◆ **Goal**:
Write out the following lines word for word, but leave out the pictures.

◆ **The data**:
+++

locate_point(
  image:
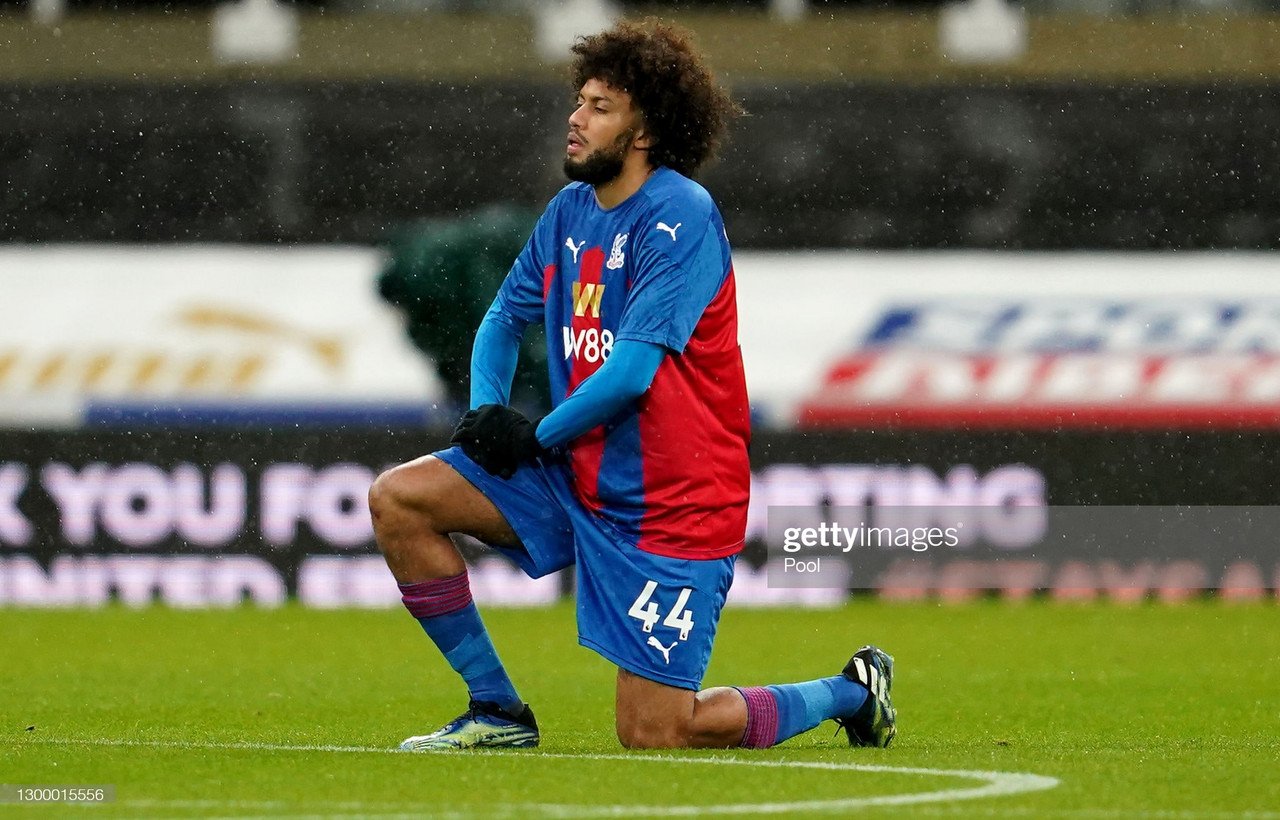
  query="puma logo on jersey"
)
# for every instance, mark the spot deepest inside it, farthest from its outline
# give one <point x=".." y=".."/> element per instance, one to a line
<point x="616" y="259"/>
<point x="666" y="650"/>
<point x="586" y="298"/>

+++

◆ **Expected answer**:
locate_point(
  image:
  query="puma logo on jersey"
)
# for every instance, mark the spot deepest inside it, farthest from its outline
# give one <point x=".." y=".."/> element per instance, one to a line
<point x="616" y="259"/>
<point x="666" y="650"/>
<point x="586" y="298"/>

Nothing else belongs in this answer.